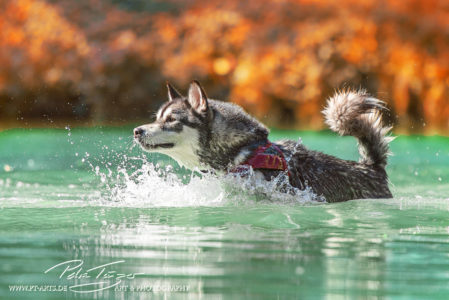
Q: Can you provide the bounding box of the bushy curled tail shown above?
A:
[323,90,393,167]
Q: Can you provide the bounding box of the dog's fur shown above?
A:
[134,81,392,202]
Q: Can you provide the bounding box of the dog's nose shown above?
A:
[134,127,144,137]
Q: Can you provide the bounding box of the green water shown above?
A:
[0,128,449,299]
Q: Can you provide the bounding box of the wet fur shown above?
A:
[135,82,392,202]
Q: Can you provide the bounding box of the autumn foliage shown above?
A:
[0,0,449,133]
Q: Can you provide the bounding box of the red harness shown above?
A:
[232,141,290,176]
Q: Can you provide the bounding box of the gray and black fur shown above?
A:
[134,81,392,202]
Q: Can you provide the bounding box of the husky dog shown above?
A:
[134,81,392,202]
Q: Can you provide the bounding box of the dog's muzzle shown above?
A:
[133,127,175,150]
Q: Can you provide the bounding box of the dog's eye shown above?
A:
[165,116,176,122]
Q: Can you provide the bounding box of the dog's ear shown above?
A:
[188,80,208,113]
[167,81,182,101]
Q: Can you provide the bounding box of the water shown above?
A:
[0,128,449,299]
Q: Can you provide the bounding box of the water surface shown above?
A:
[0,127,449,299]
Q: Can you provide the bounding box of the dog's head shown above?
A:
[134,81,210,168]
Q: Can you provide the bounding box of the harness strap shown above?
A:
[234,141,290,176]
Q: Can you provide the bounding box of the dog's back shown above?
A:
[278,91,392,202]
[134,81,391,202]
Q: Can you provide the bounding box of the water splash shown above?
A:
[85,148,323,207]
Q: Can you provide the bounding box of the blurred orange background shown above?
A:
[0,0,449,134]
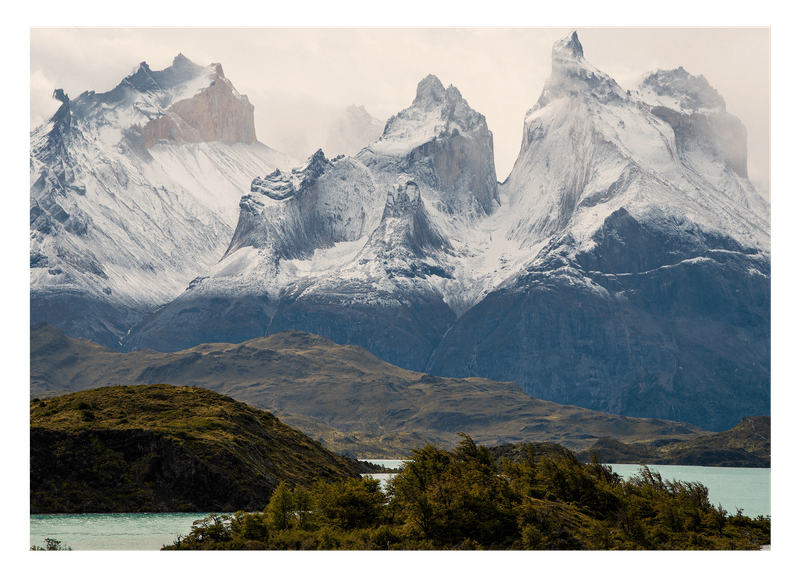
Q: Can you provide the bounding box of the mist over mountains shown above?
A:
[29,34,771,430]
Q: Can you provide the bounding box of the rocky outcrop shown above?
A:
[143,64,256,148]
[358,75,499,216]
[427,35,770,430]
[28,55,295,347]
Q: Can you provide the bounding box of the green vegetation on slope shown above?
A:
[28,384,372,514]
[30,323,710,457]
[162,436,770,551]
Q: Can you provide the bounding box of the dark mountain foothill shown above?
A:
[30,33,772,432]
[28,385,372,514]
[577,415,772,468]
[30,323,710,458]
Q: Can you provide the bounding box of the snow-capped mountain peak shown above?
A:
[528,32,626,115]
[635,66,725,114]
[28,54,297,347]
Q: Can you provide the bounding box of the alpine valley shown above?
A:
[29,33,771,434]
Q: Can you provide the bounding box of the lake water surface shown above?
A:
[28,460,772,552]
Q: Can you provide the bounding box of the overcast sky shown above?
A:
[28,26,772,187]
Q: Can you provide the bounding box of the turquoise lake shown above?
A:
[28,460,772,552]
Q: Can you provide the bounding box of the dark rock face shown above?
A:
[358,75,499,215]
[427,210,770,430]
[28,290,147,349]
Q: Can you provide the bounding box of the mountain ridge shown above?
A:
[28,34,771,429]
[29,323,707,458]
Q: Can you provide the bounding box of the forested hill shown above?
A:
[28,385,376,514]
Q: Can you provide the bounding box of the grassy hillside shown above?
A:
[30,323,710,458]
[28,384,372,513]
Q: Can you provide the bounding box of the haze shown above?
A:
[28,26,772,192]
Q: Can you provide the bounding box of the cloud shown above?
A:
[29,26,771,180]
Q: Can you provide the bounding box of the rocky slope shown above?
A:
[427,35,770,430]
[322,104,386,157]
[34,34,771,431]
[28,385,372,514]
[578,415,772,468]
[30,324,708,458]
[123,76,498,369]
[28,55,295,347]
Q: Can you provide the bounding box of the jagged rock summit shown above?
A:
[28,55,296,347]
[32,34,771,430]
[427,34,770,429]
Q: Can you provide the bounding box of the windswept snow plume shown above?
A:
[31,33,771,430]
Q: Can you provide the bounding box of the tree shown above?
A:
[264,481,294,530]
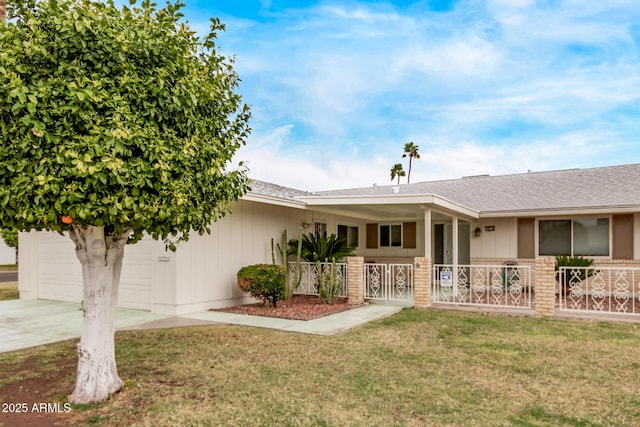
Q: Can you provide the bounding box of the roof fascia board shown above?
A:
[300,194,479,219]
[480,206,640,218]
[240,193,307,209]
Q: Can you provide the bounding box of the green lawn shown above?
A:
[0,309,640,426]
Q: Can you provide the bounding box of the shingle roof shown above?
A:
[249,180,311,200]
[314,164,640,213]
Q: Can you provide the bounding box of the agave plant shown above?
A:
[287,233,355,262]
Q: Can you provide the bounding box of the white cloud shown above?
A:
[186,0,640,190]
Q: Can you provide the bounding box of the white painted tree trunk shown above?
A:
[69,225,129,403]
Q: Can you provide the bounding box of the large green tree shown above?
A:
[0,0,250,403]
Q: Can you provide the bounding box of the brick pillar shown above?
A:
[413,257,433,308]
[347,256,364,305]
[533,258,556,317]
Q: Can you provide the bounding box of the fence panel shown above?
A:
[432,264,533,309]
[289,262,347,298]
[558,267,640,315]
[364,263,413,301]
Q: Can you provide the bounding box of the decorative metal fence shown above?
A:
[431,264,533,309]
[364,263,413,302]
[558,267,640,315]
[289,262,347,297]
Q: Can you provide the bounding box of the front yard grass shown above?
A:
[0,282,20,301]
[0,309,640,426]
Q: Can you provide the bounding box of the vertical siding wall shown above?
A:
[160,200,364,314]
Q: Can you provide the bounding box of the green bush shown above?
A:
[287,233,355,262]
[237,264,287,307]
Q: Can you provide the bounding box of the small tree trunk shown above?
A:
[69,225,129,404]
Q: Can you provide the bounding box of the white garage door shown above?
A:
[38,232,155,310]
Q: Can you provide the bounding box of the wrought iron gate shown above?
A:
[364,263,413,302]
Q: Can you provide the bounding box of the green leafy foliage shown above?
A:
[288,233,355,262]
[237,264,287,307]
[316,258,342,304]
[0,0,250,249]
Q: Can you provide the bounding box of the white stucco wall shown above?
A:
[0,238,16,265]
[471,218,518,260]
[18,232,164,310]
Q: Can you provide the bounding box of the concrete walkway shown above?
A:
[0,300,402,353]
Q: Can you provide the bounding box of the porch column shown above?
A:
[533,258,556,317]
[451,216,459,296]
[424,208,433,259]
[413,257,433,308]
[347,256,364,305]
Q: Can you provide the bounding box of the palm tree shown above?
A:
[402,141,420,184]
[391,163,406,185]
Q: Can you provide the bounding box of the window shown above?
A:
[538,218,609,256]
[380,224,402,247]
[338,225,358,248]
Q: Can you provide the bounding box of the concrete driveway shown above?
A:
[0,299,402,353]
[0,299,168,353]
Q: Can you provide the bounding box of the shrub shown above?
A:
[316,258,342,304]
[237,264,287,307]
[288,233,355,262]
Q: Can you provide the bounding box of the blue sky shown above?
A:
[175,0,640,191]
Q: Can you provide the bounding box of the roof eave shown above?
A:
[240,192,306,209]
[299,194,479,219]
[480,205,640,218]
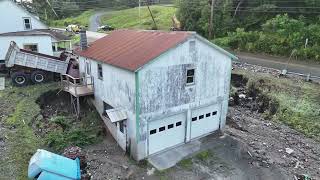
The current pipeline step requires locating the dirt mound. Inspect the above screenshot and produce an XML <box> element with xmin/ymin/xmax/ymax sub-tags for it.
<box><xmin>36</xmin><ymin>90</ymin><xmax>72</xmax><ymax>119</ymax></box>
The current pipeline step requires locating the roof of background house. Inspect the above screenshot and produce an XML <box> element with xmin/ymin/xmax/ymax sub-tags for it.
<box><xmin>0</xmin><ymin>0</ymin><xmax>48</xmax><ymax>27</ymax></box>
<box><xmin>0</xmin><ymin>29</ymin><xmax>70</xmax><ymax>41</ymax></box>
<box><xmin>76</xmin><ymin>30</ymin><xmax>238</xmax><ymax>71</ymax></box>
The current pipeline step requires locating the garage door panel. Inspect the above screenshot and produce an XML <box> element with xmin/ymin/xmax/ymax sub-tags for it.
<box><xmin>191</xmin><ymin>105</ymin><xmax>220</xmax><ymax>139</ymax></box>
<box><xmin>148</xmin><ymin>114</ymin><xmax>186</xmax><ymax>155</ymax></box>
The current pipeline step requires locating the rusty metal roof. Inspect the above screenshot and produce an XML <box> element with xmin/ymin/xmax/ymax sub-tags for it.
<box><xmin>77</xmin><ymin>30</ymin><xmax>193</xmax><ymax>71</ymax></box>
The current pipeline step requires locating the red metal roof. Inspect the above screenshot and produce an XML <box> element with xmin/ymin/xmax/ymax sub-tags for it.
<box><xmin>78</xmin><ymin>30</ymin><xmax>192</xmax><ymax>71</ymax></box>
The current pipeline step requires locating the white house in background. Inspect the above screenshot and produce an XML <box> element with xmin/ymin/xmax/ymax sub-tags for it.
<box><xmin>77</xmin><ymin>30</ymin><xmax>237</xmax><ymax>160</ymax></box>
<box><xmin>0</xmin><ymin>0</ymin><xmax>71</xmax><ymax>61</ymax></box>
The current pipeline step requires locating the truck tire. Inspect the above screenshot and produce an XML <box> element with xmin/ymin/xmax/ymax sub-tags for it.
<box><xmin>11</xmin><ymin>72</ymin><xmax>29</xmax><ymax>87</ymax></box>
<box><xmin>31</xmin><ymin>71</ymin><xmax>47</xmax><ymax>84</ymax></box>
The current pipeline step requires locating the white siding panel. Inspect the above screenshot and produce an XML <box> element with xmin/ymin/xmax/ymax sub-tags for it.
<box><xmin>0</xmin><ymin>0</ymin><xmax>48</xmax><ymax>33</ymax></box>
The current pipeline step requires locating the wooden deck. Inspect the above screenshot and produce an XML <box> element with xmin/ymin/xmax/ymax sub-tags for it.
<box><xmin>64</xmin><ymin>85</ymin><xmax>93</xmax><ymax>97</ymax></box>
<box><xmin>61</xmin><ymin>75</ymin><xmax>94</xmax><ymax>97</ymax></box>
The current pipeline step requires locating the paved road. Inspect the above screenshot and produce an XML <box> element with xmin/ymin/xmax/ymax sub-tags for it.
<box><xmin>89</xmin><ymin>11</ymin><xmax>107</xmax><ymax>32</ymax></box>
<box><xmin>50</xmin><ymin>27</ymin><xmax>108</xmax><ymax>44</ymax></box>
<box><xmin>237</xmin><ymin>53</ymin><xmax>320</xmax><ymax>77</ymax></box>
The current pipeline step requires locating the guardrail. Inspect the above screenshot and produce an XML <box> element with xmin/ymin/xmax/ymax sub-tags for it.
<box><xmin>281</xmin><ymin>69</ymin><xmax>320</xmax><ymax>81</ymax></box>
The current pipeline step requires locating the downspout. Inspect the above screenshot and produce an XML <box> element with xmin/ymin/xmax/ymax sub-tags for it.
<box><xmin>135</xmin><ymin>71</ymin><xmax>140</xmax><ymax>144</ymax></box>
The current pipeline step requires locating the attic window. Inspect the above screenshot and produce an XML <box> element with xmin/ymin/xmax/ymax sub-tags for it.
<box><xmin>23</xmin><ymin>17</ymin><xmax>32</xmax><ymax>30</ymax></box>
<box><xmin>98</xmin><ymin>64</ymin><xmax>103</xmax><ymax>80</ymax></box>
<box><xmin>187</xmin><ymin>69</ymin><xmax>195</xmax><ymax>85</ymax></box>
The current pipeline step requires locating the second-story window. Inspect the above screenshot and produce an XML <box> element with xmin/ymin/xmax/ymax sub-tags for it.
□ □ □ □
### TO DO
Rewrite the listing above from its start through the line containing "[135,82,392,202]", with "green water" replaced by "murky water" and everything else unchanged. Leave the pictures out.

### TASK OUTPUT
Q: Can you provide the bounding box of the bushy curled tail shown above?
A:
[323,90,393,167]
Q: Can you provide the bounding box of the dog's fur shown above?
A:
[134,81,392,202]
Q: Can you provide the bounding box of the dog's nose shown above?
A:
[134,127,144,137]
Q: Can you provide the bounding box of the murky water shown above?
A:
[0,128,449,299]
Q: Can you provide the bounding box of the wet fur shown above?
A:
[135,82,392,202]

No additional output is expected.